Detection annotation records

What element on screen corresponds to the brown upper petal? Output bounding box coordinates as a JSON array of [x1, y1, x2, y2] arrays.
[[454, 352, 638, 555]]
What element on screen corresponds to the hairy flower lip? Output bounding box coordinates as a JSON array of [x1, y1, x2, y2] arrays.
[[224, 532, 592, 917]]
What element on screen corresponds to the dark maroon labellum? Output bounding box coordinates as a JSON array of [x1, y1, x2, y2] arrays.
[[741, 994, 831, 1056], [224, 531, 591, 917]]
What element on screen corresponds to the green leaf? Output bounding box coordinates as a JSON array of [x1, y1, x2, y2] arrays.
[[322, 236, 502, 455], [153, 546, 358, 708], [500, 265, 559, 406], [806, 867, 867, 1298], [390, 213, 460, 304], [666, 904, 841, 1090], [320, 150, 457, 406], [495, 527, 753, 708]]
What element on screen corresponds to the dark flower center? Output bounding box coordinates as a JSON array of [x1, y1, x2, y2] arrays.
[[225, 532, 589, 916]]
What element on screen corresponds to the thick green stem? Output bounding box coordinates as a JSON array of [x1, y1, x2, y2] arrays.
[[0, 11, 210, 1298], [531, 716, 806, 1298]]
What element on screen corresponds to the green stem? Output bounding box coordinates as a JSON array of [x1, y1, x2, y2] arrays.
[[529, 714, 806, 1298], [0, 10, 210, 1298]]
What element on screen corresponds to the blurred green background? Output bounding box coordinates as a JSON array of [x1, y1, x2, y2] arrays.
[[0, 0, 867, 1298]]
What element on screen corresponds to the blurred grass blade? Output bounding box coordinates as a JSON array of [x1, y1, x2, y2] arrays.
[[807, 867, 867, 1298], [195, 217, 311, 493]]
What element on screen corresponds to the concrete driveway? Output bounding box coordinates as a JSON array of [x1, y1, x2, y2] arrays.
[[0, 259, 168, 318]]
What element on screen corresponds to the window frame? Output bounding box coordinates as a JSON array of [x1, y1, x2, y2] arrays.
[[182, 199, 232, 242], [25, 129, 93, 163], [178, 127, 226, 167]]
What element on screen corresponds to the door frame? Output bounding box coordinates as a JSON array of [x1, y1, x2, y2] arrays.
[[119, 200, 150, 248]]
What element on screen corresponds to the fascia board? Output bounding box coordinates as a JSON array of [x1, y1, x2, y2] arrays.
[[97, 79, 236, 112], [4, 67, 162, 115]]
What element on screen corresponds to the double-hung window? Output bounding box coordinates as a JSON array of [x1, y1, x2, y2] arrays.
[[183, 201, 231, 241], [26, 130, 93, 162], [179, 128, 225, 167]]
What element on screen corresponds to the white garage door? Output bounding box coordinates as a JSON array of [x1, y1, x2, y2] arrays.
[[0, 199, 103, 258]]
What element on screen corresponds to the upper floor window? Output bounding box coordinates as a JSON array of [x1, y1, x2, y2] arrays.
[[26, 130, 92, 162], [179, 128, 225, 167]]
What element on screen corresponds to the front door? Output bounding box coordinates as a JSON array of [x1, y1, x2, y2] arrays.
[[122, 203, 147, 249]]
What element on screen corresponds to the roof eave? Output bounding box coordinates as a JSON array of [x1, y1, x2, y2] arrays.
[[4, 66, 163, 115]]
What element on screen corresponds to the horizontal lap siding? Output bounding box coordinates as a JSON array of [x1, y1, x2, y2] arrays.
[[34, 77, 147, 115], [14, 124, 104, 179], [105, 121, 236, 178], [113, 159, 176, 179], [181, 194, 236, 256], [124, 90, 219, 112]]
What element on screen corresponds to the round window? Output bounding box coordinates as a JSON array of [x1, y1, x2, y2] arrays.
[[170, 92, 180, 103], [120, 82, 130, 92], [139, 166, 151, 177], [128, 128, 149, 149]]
* * *
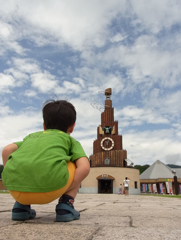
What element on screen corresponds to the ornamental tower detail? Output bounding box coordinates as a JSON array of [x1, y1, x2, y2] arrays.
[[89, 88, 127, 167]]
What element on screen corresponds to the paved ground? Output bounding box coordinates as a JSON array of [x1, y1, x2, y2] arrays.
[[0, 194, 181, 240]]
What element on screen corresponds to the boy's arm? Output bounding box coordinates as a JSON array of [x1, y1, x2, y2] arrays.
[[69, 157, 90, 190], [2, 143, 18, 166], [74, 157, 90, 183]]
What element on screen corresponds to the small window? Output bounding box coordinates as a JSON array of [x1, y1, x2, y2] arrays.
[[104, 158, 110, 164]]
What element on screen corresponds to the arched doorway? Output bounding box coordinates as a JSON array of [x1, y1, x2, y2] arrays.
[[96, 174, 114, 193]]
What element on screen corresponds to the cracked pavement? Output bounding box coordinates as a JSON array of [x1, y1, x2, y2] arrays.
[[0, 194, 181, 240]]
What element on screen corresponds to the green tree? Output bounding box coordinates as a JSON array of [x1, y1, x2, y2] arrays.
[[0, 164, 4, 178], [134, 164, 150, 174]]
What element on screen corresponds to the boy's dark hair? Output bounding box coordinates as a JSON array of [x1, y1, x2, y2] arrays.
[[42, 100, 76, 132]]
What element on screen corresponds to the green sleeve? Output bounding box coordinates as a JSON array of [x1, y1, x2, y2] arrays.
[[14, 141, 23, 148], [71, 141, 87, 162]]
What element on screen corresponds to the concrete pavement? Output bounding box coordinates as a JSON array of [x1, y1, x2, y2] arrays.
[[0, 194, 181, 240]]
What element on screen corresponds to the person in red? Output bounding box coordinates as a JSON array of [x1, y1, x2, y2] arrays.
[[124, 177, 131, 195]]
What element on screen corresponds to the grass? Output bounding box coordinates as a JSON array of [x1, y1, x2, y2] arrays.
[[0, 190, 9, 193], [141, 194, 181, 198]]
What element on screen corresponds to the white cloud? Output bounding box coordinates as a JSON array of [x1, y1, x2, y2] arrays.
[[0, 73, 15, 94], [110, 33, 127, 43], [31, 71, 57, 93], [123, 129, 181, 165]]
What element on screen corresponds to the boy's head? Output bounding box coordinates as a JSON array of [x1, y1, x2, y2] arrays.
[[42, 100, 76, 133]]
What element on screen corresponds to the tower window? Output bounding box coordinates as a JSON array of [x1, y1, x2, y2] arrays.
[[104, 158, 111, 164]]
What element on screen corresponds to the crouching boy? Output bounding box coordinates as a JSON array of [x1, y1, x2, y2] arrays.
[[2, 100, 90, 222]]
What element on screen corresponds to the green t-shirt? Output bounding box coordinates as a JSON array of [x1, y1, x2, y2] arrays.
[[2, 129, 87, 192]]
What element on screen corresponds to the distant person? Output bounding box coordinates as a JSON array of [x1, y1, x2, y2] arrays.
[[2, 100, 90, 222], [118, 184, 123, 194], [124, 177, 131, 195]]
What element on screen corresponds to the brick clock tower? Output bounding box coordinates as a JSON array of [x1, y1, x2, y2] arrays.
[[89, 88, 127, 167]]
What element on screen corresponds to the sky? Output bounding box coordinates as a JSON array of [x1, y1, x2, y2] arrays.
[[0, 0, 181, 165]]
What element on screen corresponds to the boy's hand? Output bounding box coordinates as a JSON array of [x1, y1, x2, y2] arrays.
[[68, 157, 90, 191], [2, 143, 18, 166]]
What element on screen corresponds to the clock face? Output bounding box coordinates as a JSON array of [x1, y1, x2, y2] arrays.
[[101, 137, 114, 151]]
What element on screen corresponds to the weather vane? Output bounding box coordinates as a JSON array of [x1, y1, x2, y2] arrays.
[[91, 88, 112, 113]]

> [Exercise description] Update everything from the line containing "What element on screen corresponds to the white garage" down to the line containing "[[4, 66, 163, 115]]", changing "roof eave" to "roof edge" and leaving the rest as it is.

> [Final answer]
What element on screen corresponds to the white garage door? Output bounding box coordinates as a JSON array of [x1, y1, x2, y2] arrays.
[[0, 199, 103, 258]]
What element on screen corresponds to the upper floor window? Output bounding box coordinates as a JSON array of [x1, y1, x2, y2] arrays.
[[26, 130, 92, 162], [179, 128, 225, 167]]
What element on screen corresponds to the front door? Output bounding box coordinates as a JSON array of [x1, y1, x2, y2] arrays.
[[122, 203, 147, 249]]
What element on screen corresponds to the roof edge? Output bounding box coordinates as a JSON array of [x1, y1, x2, y2] arrays.
[[4, 66, 163, 115]]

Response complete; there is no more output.